» **WRITTEN PROBLEM**
Can you substitute "bridge pier" for "bridge support column" in the data below, keeping every other part unchanged and leaving the pictures out of your answer?

Extracted records
- - - - -

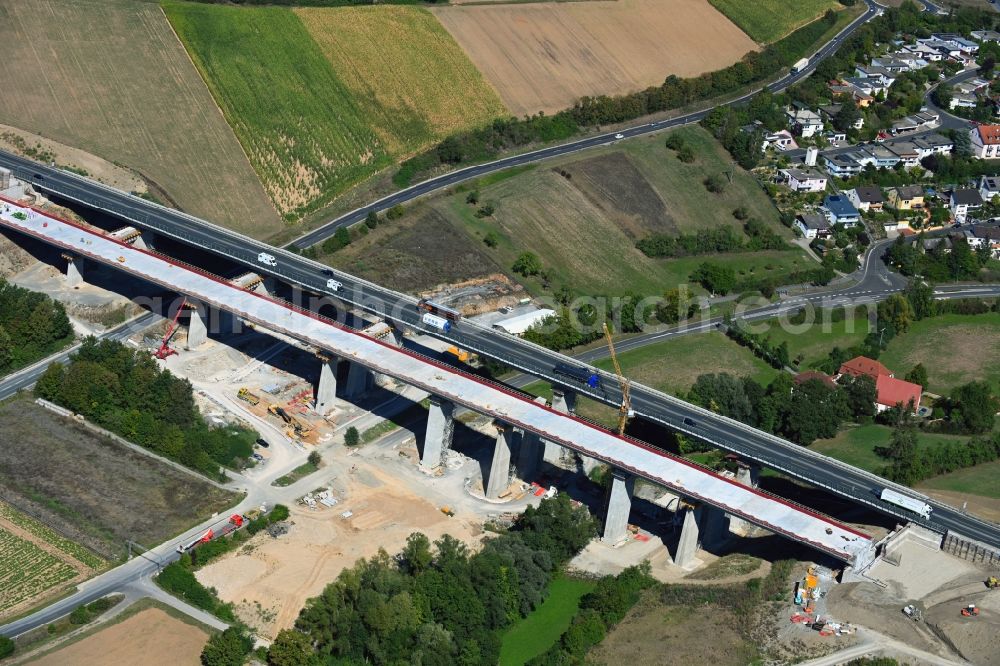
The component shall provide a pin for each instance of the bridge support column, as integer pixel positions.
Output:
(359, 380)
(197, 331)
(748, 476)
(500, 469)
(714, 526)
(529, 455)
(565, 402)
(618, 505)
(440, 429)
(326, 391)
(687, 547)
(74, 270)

- - - - -

» **RESULT BELOW**
The component shall provide a pin for each instance of the bridge pier, as integer pixel positions.
Output:
(359, 380)
(197, 331)
(748, 476)
(500, 469)
(714, 526)
(529, 455)
(565, 402)
(618, 505)
(440, 429)
(326, 391)
(687, 547)
(74, 270)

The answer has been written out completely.